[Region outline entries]
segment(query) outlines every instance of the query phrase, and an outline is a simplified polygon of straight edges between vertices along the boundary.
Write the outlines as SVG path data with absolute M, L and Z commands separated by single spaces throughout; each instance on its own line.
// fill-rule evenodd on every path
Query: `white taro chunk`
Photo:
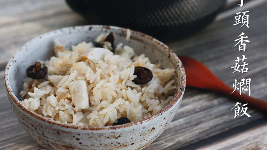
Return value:
M 76 108 L 89 108 L 89 100 L 85 82 L 79 80 L 72 82 L 69 87 L 72 102 Z
M 61 75 L 52 75 L 48 76 L 48 80 L 52 83 L 55 86 L 56 86 L 58 83 L 61 81 L 63 78 L 67 76 L 61 76 Z

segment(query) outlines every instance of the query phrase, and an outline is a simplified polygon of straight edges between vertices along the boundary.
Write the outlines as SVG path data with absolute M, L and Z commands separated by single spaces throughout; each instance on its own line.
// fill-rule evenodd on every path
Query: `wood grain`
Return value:
M 267 3 L 263 2 L 266 0 L 255 0 L 258 4 L 251 4 L 255 3 L 253 1 L 245 3 L 242 9 L 236 7 L 221 14 L 210 24 L 190 37 L 180 40 L 173 37 L 172 41 L 164 41 L 177 54 L 203 63 L 229 86 L 235 79 L 251 78 L 252 96 L 266 100 L 267 16 L 262 12 Z M 248 3 L 252 3 L 246 6 Z M 247 10 L 250 11 L 249 28 L 233 26 L 235 13 Z M 38 35 L 86 23 L 63 0 L 0 1 L 0 149 L 45 149 L 20 125 L 12 110 L 4 82 L 5 63 L 18 47 Z M 232 47 L 236 44 L 234 40 L 242 32 L 251 42 L 245 52 Z M 242 54 L 248 58 L 249 72 L 231 73 L 230 67 L 236 57 Z M 173 120 L 144 149 L 267 148 L 267 119 L 262 113 L 249 106 L 247 112 L 252 117 L 235 119 L 230 109 L 235 99 L 188 87 L 186 91 Z

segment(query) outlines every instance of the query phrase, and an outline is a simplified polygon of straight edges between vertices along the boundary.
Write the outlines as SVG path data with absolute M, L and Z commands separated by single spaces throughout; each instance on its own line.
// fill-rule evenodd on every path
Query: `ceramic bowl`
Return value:
M 5 70 L 5 80 L 9 102 L 19 122 L 35 141 L 48 149 L 140 149 L 155 140 L 173 119 L 180 105 L 186 85 L 184 68 L 177 56 L 162 42 L 131 31 L 114 26 L 89 25 L 64 28 L 37 37 L 23 45 L 12 57 Z M 27 68 L 38 60 L 54 54 L 57 39 L 70 48 L 83 41 L 92 41 L 101 33 L 113 32 L 115 44 L 122 42 L 138 55 L 144 53 L 153 63 L 175 69 L 177 86 L 174 98 L 156 113 L 140 120 L 114 126 L 92 127 L 56 122 L 30 110 L 19 95 Z

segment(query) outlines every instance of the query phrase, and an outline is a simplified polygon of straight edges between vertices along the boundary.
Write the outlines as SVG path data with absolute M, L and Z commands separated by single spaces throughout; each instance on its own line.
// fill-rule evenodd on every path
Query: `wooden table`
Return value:
M 164 42 L 177 54 L 203 63 L 229 86 L 235 79 L 251 78 L 251 96 L 266 100 L 267 0 L 247 1 L 242 8 L 234 1 L 229 1 L 227 6 L 234 7 L 226 9 L 201 31 L 182 40 Z M 249 28 L 234 26 L 235 13 L 248 10 Z M 7 62 L 19 47 L 39 35 L 87 24 L 63 0 L 0 1 L 0 149 L 45 149 L 20 126 L 12 112 L 4 82 Z M 245 53 L 232 47 L 242 32 L 250 41 Z M 236 57 L 242 54 L 247 58 L 248 72 L 231 73 Z M 247 112 L 252 117 L 235 118 L 230 110 L 236 101 L 187 87 L 174 119 L 145 149 L 267 149 L 266 114 L 247 106 Z

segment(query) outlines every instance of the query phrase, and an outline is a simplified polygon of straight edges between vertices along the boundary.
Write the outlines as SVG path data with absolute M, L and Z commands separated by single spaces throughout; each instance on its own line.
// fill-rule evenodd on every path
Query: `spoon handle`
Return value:
M 217 86 L 218 86 L 217 84 Z M 240 95 L 239 92 L 235 91 L 232 93 L 233 90 L 225 84 L 222 82 L 217 88 L 214 89 L 214 90 L 218 92 L 223 93 L 229 96 L 231 96 L 247 103 L 249 105 L 264 111 L 267 111 L 267 102 L 249 96 L 244 94 Z

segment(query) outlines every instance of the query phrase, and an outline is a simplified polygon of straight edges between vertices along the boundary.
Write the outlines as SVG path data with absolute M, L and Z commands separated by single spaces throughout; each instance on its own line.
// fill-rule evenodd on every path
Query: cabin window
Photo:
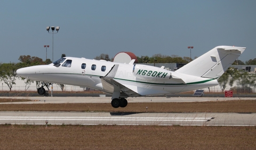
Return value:
M 102 72 L 105 72 L 106 70 L 106 66 L 102 66 L 101 67 L 101 71 Z
M 69 60 L 68 59 L 67 61 L 63 64 L 62 65 L 62 67 L 71 67 L 71 64 L 72 63 L 72 60 Z
M 95 70 L 96 69 L 96 65 L 92 65 L 92 70 Z
M 81 68 L 82 68 L 83 69 L 85 69 L 86 67 L 86 64 L 82 64 Z
M 61 58 L 58 60 L 54 61 L 54 63 L 53 63 L 53 65 L 55 67 L 59 67 L 59 66 L 60 66 L 60 64 L 62 63 L 62 62 L 64 61 L 65 59 L 65 58 Z

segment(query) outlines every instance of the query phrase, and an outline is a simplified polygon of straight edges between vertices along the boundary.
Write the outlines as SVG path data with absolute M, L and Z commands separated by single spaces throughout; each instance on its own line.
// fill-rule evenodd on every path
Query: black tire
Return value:
M 111 101 L 111 105 L 115 108 L 118 108 L 120 106 L 120 100 L 118 99 L 114 99 Z
M 128 102 L 127 102 L 126 99 L 125 98 L 121 98 L 120 99 L 120 107 L 124 108 L 126 107 Z
M 45 89 L 43 87 L 39 87 L 37 89 L 37 93 L 39 95 L 44 95 L 45 93 Z

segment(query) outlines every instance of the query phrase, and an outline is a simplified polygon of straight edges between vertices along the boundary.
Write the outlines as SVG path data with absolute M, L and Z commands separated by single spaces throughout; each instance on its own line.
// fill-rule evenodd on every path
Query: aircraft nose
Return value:
M 26 68 L 20 68 L 16 70 L 17 75 L 22 77 L 27 77 L 27 74 L 26 73 Z

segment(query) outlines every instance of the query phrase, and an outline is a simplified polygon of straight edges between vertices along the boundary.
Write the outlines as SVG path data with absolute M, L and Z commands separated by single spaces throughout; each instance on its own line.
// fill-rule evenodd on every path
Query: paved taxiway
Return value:
M 4 98 L 4 97 L 1 97 Z M 104 97 L 7 97 L 34 101 L 11 103 L 109 103 Z M 254 100 L 256 98 L 146 97 L 127 99 L 132 102 L 168 102 Z M 4 103 L 2 103 L 4 104 Z M 182 126 L 256 126 L 256 113 L 119 113 L 81 112 L 0 112 L 0 123 Z

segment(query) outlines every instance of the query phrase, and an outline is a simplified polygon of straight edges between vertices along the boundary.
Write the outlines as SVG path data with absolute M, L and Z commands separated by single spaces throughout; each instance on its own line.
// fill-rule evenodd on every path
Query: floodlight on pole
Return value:
M 192 59 L 191 59 L 191 48 L 193 49 L 193 48 L 194 48 L 193 46 L 188 46 L 188 48 L 190 48 L 190 60 L 192 60 Z
M 46 60 L 47 59 L 47 47 L 49 47 L 49 45 L 44 45 L 44 47 L 45 48 L 45 49 L 46 49 L 46 58 L 45 58 L 45 60 Z
M 51 28 L 51 29 L 52 30 L 52 33 L 50 33 L 49 32 L 50 28 Z M 48 33 L 52 33 L 52 63 L 53 63 L 53 34 L 54 33 L 57 33 L 58 32 L 59 32 L 59 30 L 60 30 L 60 27 L 56 27 L 56 31 L 57 31 L 57 32 L 54 32 L 55 27 L 53 27 L 53 26 L 50 27 L 50 26 L 49 26 L 49 27 L 46 27 L 46 31 L 48 31 Z M 51 92 L 51 96 L 52 96 L 53 89 L 53 84 L 52 83 L 52 92 Z

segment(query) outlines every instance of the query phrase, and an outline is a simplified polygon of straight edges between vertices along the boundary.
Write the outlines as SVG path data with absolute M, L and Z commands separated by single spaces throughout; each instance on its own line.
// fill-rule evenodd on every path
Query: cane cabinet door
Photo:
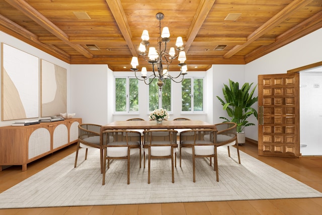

▸ **WHAT YOU ARE ASKED TO DO**:
Reproduce the data word for word, starting at its very first line and ending with the line that contains "M 61 75 L 52", and leave the pictures out of your copy.

▸ **REPLY**:
segment(query) outlines every instance of the query phrase, and an outline is a simplified polygon of straight edges between vertices along the boundary.
Write the outlines as SVG path data with absolute M, L and Z commands separated by single spaces throughout; each instance on its own line.
// fill-rule evenodd on every path
Query: `white taro chunk`
Photo:
Return value:
M 76 108 L 89 108 L 89 100 L 85 82 L 79 80 L 72 82 L 69 87 L 72 102 Z
M 61 75 L 52 75 L 48 76 L 48 80 L 52 83 L 55 86 L 56 86 L 58 83 L 61 81 L 63 78 L 67 76 L 61 76 Z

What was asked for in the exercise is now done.